------ Dataset entries

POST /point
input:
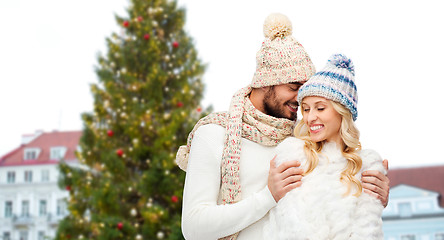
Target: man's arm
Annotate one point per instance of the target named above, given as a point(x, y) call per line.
point(377, 184)
point(202, 217)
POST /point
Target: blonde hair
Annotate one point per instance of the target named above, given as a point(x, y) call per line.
point(350, 137)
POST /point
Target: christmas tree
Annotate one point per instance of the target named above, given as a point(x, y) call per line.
point(146, 101)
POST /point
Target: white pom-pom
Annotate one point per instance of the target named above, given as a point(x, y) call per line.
point(277, 25)
point(342, 61)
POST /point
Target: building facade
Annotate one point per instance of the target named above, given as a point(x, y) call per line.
point(415, 209)
point(31, 203)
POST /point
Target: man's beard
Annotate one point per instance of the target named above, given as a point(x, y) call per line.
point(273, 108)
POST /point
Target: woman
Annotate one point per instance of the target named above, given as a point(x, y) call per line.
point(330, 204)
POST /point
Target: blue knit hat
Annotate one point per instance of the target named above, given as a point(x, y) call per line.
point(335, 82)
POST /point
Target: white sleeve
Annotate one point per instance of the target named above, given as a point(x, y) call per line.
point(368, 215)
point(202, 218)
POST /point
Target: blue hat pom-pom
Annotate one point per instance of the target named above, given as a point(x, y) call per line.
point(341, 61)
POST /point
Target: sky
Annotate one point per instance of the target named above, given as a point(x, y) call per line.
point(48, 50)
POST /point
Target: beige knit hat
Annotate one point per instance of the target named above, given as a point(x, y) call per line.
point(281, 58)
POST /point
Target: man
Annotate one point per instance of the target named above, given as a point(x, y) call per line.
point(231, 184)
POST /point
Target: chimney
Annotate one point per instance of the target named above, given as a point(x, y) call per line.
point(27, 138)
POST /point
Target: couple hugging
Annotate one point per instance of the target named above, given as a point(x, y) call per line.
point(256, 172)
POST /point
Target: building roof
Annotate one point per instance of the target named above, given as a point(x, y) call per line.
point(430, 178)
point(44, 142)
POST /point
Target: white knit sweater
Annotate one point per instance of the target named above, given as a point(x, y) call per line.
point(202, 216)
point(318, 210)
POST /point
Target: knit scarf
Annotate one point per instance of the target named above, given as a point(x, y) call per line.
point(242, 120)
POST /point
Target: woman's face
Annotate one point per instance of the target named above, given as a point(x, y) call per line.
point(323, 121)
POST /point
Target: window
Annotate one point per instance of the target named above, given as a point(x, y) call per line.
point(45, 175)
point(61, 207)
point(28, 176)
point(41, 235)
point(42, 208)
point(57, 153)
point(8, 209)
point(408, 237)
point(405, 210)
point(11, 177)
point(23, 235)
point(439, 236)
point(6, 236)
point(25, 208)
point(31, 153)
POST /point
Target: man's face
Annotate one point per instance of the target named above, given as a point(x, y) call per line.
point(280, 100)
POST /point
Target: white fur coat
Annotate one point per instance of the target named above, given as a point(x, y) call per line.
point(318, 209)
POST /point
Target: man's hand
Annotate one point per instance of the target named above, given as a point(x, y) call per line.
point(283, 178)
point(376, 184)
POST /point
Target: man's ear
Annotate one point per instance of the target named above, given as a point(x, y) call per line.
point(265, 89)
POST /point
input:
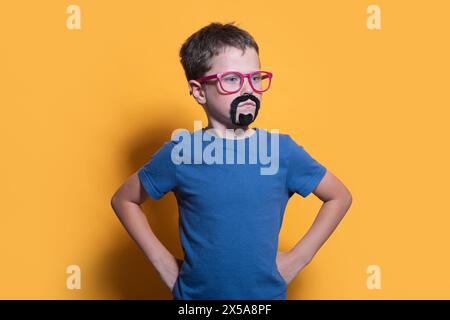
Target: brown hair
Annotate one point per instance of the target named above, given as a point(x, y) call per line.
point(197, 51)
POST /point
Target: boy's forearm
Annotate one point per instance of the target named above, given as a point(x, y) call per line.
point(135, 222)
point(326, 221)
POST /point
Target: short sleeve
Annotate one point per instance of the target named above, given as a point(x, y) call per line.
point(304, 172)
point(158, 175)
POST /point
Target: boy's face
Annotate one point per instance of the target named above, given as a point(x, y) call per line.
point(216, 102)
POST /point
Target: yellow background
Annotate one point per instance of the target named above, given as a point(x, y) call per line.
point(81, 110)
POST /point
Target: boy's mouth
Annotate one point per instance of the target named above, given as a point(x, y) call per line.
point(246, 101)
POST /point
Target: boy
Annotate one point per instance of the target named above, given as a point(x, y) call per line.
point(230, 212)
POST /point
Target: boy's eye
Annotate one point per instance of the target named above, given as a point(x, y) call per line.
point(256, 77)
point(232, 79)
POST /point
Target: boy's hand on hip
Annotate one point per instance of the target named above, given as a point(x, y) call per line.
point(288, 266)
point(169, 270)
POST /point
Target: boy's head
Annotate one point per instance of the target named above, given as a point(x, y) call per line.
point(208, 57)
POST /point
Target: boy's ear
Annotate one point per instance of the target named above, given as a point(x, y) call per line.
point(196, 90)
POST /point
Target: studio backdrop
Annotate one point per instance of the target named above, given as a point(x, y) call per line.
point(89, 90)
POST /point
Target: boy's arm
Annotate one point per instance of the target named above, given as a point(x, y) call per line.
point(336, 202)
point(126, 203)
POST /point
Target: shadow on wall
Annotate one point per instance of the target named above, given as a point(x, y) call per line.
point(128, 272)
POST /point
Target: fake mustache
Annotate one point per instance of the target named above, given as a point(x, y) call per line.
point(244, 119)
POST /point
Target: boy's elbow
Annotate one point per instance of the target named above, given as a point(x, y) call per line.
point(114, 202)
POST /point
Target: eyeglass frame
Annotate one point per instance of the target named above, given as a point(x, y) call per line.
point(242, 75)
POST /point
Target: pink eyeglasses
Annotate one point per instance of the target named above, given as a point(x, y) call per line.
point(232, 81)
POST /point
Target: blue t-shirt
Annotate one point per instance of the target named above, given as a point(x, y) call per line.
point(230, 215)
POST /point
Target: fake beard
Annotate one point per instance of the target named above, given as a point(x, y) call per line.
point(240, 118)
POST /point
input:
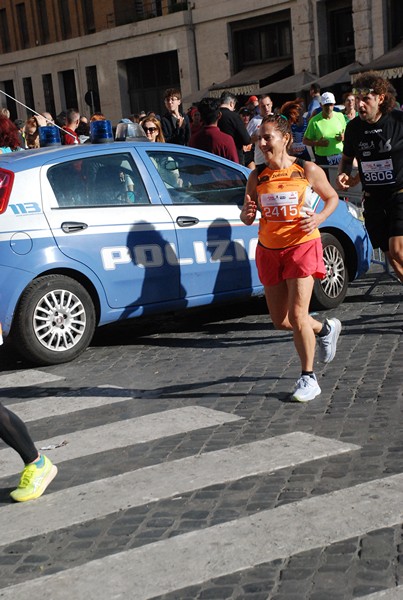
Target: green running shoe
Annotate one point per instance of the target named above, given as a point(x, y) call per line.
point(34, 481)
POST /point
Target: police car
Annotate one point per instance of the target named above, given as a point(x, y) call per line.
point(97, 233)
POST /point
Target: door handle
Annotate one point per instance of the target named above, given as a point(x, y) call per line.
point(187, 221)
point(72, 226)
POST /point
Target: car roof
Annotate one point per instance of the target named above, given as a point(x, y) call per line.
point(27, 159)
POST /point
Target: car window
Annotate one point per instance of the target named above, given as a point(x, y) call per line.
point(103, 180)
point(191, 179)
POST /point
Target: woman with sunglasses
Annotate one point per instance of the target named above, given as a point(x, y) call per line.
point(289, 254)
point(152, 129)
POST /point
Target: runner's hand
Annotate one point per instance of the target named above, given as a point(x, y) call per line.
point(248, 212)
point(310, 221)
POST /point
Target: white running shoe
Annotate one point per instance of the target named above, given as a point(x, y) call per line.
point(307, 388)
point(328, 343)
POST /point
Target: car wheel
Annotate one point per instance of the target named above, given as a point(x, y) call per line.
point(55, 320)
point(331, 291)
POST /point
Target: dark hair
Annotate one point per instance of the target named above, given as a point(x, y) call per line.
point(227, 97)
point(380, 85)
point(8, 133)
point(263, 96)
point(209, 109)
point(288, 115)
point(172, 92)
point(72, 115)
point(346, 95)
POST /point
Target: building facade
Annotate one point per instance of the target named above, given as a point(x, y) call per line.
point(117, 56)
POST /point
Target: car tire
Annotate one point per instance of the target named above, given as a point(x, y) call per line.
point(54, 322)
point(331, 291)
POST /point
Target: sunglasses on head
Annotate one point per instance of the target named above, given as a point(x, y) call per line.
point(362, 91)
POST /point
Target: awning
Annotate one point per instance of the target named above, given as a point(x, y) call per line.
point(341, 75)
point(248, 80)
point(193, 97)
point(290, 85)
point(390, 64)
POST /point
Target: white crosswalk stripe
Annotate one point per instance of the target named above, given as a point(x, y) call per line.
point(97, 499)
point(27, 378)
point(392, 594)
point(196, 557)
point(56, 406)
point(120, 434)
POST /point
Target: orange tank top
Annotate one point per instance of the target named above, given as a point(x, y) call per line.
point(283, 195)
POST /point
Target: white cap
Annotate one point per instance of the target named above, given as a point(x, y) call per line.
point(327, 98)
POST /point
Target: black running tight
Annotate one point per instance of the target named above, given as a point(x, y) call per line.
point(14, 432)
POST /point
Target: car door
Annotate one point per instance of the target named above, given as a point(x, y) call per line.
point(203, 194)
point(104, 212)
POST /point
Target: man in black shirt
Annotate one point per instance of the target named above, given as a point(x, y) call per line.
point(175, 125)
point(231, 123)
point(375, 139)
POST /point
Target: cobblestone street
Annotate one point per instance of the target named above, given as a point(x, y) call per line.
point(186, 473)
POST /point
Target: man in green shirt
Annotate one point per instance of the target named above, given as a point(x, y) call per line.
point(325, 132)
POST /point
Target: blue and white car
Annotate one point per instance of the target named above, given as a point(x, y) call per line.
point(98, 233)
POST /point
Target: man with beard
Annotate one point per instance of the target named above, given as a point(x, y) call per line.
point(375, 139)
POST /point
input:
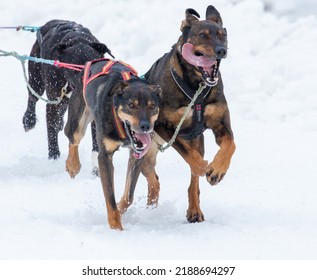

------------

From the data above, pick out and copy each line that contains the string "blue". Case counts.

§ Solution to this problem:
Target: blue knit hat
Target: blue hat pom-pom
Target: blue t-shirt
Target: blue and white car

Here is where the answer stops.